Measuring text summarization factuality using atomic facts entailment metrics in the context of retrieval augmented generation
N. E. Kriman
TL;DR
This work tackles the challenge of measuring factuality in summaries produced by retrieval-augmented generation (RAG) systems by proposing a Naive Bayes-based framework built on atomic-fact comparisons. The method first decomposes source and summary texts into atomic facts, classifies their relationships with a predefined set of factuality categories, and then uses next-token probabilities from a fine-tuned LLM to feed a Naive Bayes classifier that predicts overall factuality. Evaluation on the AggreFact benchmark reveals correlations among factuality categories, limited separability with PCA, and a clear need for multi-hop reasoning to accurately assess fidelity. The paper outlines future directions including enhanced named entity recognition, multi-hop QA capabilities, and leveraging pre-trained entailment models to improve atomic-fact comparison and factuality estimation.

The data —
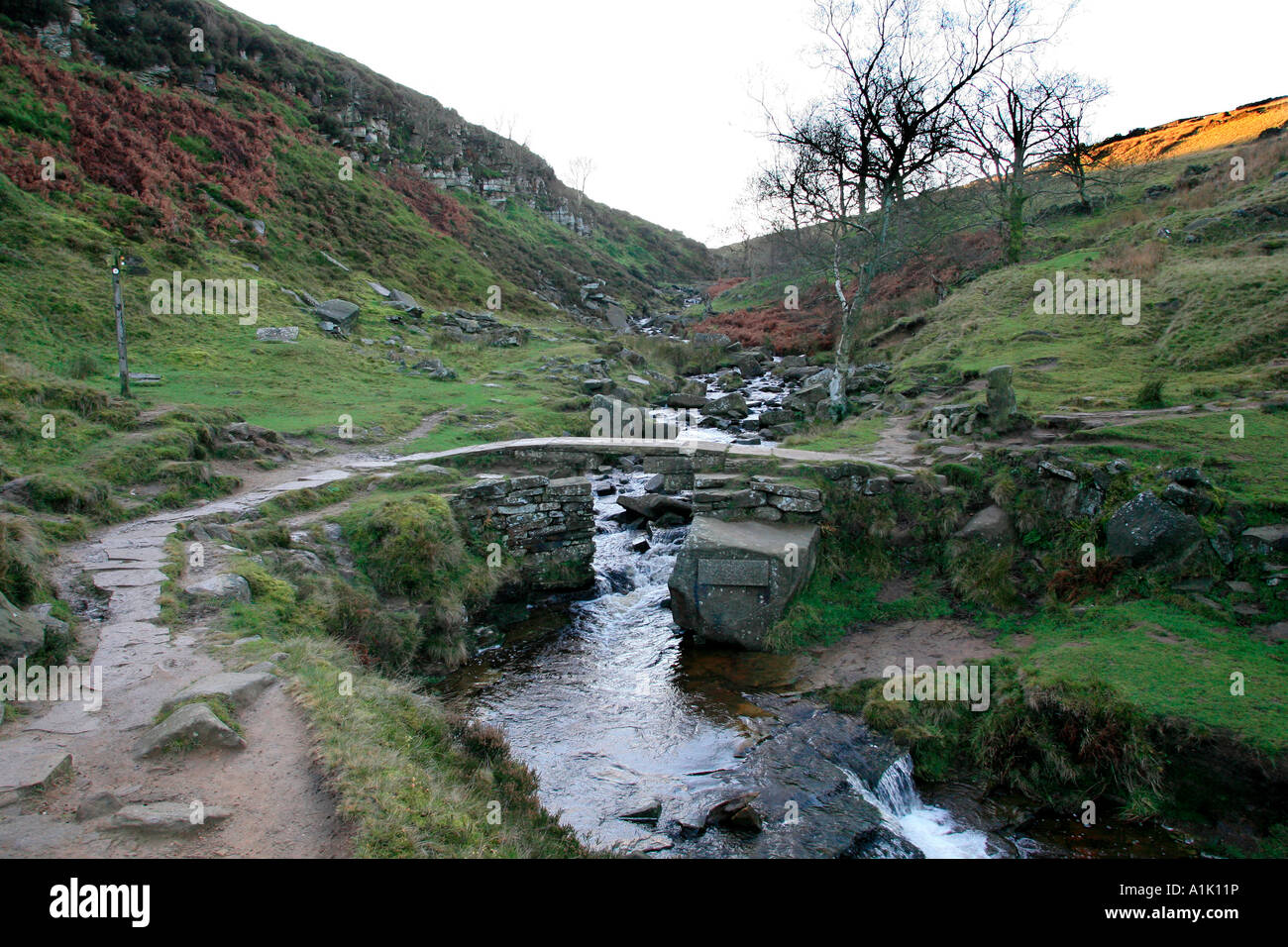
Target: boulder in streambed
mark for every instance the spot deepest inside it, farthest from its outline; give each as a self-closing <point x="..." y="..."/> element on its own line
<point x="658" y="508"/>
<point x="733" y="579"/>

Activity 1 —
In the TL;DR on summarization factuality, what role do the next-token probabilities from the fine-tuned LLM play? Answer in one to three sentences.
Activity 2 —
Recast the paragraph of the TL;DR on summarization factuality that begins "This work tackles the challenge" as a bulleted list, keeping its main facts.
Activity 3 —
Resume the TL;DR on summarization factuality, starting after its final sentence.

Task result 1 —
They are used as input to a Naive Bayes classifier. That classifier then predicts the overall factuality of the summary.

Task result 2 —
- Problem: measuring factuality in summaries produced by retrieval-augmented generation (RAG) systems.
- Proposal: a Naive Bayes-based framework built on atomic-fact comparisons.
- Method:
  - Source and summary texts are decomposed into atomic facts.
  - Their relationships are classified using a predefined set of factuality categories.
  - Next-token probabilities from a fine-tuned LLM feed a Naive Bayes classifier that predicts overall factuality.
- Evaluation on the AggreFact benchmark shows:
  - correlations among factuality categories
  - limited separability with PCA
  - a clear need for multi-hop reasoning to assess fidelity accurately
- Future directions:
  - enhanced named entity recognition
  - multi-hop QA capabilities
  - pre-trained entailment models to improve atomic-fact comparison and factuality estimation

Task result 3 —
Abstract
The use of large language models (LLMs) has significantly increased since the introduction of ChatGPT in 2022, demonstrating their value across various applications. However, a major challenge for enterprise and commercial adoption of LLMs is their tendency to generate inaccurate information, a phenomenon known as "hallucination." This project proposes a method for estimating the factuality of a summary generated by LLMs when compared to a source text. Our approach utilizes Naive Bayes classification to assess the accuracy of the content produced.